Brief 1
Name each section of Article X that the Cascade Bancorp filing text quotes, giving its number and heading.
Brief 2
Pick up the Cascade Bancorp filing text after its final sentence and carry it forward.

ITEM 6.  EXHIBITS AND REPORTS ON FORM 8-K.

         (a)   The following documents are filed as part of the Quarter
               Report on Form 10-Q.
         
               3.1   ARTICLES OF INCORPORATION.  A complete copy of the articles
                     of incorporation as amended.
               
         (b)   Reports on Form 8-K.  The Company did not file any reports on
               Form 8-K during the second quarter ended June 30, 1997.

                                        13

<PAGE>

                                    SIGNATURES


     Pursuant to the requirements of the Securities Exchange Act of 1934, the
registrant has duly caused this report to be signed on its behalf by the
undersigned thereunto duly authorized.



                                                   CASCADE BANCORP    
                                             ----------------------------
                                                    (Registrant)     


Date    8/11/97                              By /s/ Roger J. Shields 
                                               ----------------------------
                                               Roger J. Shields, President


Date    8/12/97                              By /s/ Patricia L. Moss 
                                               ----------------------------
                                               Patricia L. Moss, Chief         
                                               Financial Officer   

                                        14



<PAGE>
                           Exhibit "1"

                      ARTICLES OF AMENDMENT
                               FOR
                         CASCADE BANCORP

1.   Sections 10.2 and 10.3 of Article X of Cascade Bancorp's
Articles of Incorporation are hereby amended and restated in
their entirety as follows:

          "10.2 SHAREHOLDER VOTE.  In addition to any affirmative
     vote required by law or under any other provision of these
     Articles of Incorporation or the Bylaws of the Corporation,
     and except as otherwise expressly provided in Section 10.3
     hereof, no Corporate Action shall be authorized or effected
     unless there is cast the affirmative vote of at least two-
     thirds of the outstanding shares of capital stock of the
     Corporation held by shareholders who are not interested
     shareholders as defined in ORS 60.825 and who are otherwise
     entitled to vote generally in the election of directors.


          10.3 EXCEPTION TO TWO-THIRDS REQUIREMENT. The
     provisions of Section 10.2 hereof shall not be applicable to
     any particular Corporate Action and such Corporate Action
     shall require only such affirmative vote as is required by
     law and any other provisions of these Articles of
     Incorporation, if a majority of all Continuing Directors of
     the Corporation vote in favor and recommend approval of the
     Corporate Action to the shareholders."

2.   The following Section 10.4 is added to Article X of Cascade
Bancorp's Articles of Incorporation:

          "10.4 COORDINATION WITH STATUTE: The provisions of this
     Article X shall be  subordinate to the provisions of ORS
     60.825 to ORS 60 .845 as amended, such that said statutory
     provisions shall control over any conflicting provisions of
     this Article.  Further, the invalidity or unenforceability
     of any particular provision or provisions of this Article
     shall not affect any other provisions hereof, and in such
     event this Article shall be construed in all respects as if
     such invalid or unenforceable provisions were amended to
     conform to such statutory provisions."

Dataset
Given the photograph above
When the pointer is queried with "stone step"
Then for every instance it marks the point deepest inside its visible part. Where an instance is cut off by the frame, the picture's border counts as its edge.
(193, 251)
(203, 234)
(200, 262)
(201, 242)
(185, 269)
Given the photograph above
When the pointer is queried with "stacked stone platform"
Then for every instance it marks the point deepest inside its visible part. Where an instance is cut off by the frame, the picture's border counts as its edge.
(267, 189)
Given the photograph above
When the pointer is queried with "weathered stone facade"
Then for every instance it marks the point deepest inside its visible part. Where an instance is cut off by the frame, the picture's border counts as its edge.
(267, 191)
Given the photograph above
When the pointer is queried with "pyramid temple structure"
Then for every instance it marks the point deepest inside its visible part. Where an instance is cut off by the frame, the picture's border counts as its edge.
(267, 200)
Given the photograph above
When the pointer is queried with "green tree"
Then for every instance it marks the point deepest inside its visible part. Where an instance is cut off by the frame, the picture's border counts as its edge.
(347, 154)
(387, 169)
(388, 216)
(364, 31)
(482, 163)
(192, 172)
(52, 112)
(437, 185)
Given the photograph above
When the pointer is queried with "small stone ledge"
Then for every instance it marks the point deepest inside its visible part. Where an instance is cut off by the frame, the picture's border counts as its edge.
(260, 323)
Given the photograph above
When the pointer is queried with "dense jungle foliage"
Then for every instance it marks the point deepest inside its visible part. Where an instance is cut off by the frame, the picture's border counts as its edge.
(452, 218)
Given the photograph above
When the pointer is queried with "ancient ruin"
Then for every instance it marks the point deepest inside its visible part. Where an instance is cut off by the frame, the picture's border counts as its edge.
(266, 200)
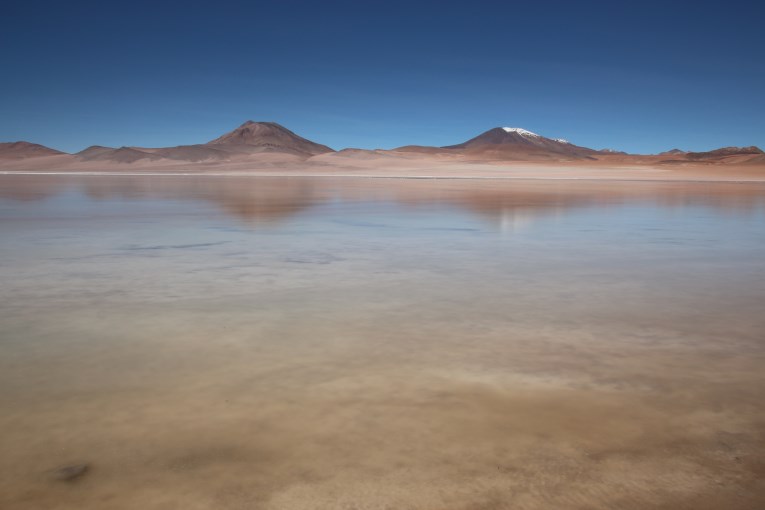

Task output 1
- 10.2 SHAREHOLDER VOTE
- 10.3 EXCEPTION TO TWO-THIRDS REQUIREMENT
- 10.4 COORDINATION WITH STATUTE

Task output 2
<PAGE>
 
                       ARTICLES OF AMENDMENT
                                TO
                  THE ARTICLES OF INCORPORATION
                                OF
                          CASCADE BANCORP

     Pursuant to ORS 60.437, the undersigned corporation hereby
submits for filing the following articles of amendment to its
articles of incorporation:

     1.   The name of the corporation is CASCADE BANCORP.

     2.   Shareholder action is required to adopt the amendment. 
The shareholder vote was as follows:

          Number of votes entitled to be cast          228,506
          Number of votes in favor                     159,195
          Number of votes against                          600

     3.   The articles of incorporation are amended as follows:

                          "ARTICLE VII

          The total number of shares of stock which the
     corporation shall have authority to issue shall be
     10,000,000 shares of Common Stock without par value."

     4.   The amendment was adopted on October 28, 1993.

                                   CASCADE BANCORP

                                   /S/ James E. Petersen 
                                   ----------------------   
                                   JAMES E. PETERSEN,
                                   Assistant Secretary

Person to contact about this filing:

JAMES E. PETERSEN
KARNOPP, PETERSEN, NOTEBOOM,
 HUBEL, HANSEN & ARNETT
1201 N.W. Wall Street
Suite 300
Bend, Oregon 97701
(541) 382-3011

Page 1.   ARTICLES OF AMENDMENT

<PAGE>
                        Secretary of State
                        Corporate Division
                        158 12th Street NE
                     Salem, Oregon 97310-0210

                    Registry Number: 193154-90

                      ARTICLES OF AMENDMENT
                         By Incorporator

1.   Name of the corporation prior to amendment: Cascade Bancorp.

2.   The corporation has not issued any shares of stock.

3.   Shareholder action was not required to adopt the amendment. 
     The amendment was adopted by the incorporator.

4.   State the article number and set forth the article as it is
     amended to read.

          Paragraph 10.3 of Article X is amended and completely
          restated as follows:

                    "10.3 EXCEPTION TO 75% REQUIREMENT.  The
               provisions of Section 10.2 hereof shall not be
               applicable to any particular Corporate Action and
               such Corporate Action shall require only such
               affirmative vote as is required by law and any
               other provisions of these Articles of
               Incorporation, if a majority of all Continuing
               Directors of the Corporation vote in favor of and
               recommend approval of the Corporate Action to the
               shareholders."

5.   The amendment was adopted on May 21, 1990.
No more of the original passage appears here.